It remains to be seen whether Cooper Raiff can play anyone other than Cooper Raiff, but when the results are this strong, he may as well stay in his lane for perpetuity. The immensely likeable Cha Cha Real Smooth is the writer-director-star’s follow-up to his 2020 debut, Shithouse, and while the characters he plays bear different names — Alex in the freshman feature, Andrew in the sophomore film — they feel as connected in the arc of life experience as Antoine Doinel, the subject of five career-spanning François Truffaut films.
You don’t need to have seen Shithouse to appreciate Cha Cha, but the new film is a de facto sequel, evolving its already enlightened predecessor one step further. Both movies offer a defense of the beta male, finding strength through sensitivity, compassion and such quaint virtues as love for one’s family. That these themes can feel hip and never square is part of Raiff’s nimble talent, the invisible juju he injects as director.
While Shithouse movingly captured the separation anxiety Raiff’s avatar experienced after leaving home and going away to college, Cha Cha is set a few years later, in the immediate aftermath of his underwhelming undergrad career. Raiff’s Andrew had a steady girlfriend in his senior year, but she’s leaving him behind to continue her studies in Barcelona.

DATA FOR ANALYSIS -
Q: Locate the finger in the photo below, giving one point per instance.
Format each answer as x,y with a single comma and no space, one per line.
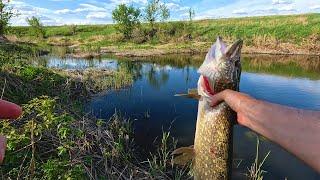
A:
216,99
3,146
9,110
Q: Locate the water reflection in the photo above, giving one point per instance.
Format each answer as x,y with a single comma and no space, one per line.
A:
150,101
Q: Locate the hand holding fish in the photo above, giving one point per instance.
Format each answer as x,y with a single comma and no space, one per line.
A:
296,130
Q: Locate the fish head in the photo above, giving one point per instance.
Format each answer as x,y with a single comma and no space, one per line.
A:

TASK REQUIREMENTS -
[A] From the Cha Cha Real Smooth review, return everything from "You don’t need" down to "studies in Barcelona.", word for word.
[B] Condense the paragraph of the Cha Cha Real Smooth review that begins "You don’t need to have seen Shithouse" into a shorter version that keeps its main points.
Work only from the Cha Cha Real Smooth review.

RESULTS FOR EACH TASK -
[A]
You don’t need to have seen Shithouse to appreciate Cha Cha, but the new film is a de facto sequel, evolving its already enlightened predecessor one step further. Both movies offer a defense of the beta male, finding strength through sensitivity, compassion and such quaint virtues as love for one’s family. That these themes can feel hip and never square is part of Raiff’s nimble talent, the invisible juju he injects as director.
While Shithouse movingly captured the separation anxiety Raiff’s avatar experienced after leaving home and going away to college, Cha Cha is set a few years later, in the immediate aftermath of his underwhelming undergrad career. Raiff’s Andrew had a steady girlfriend in his senior year, but she’s leaving him behind to continue her studies in Barcelona.

[B] Cha Cha works without having seen Shithouse, but it is effectively a sequel that takes its predecessor a step further. Both films defend the beta male and find strength in sensitivity, compassion and love of family. Raiff's skill as director makes these themes feel hip rather than square.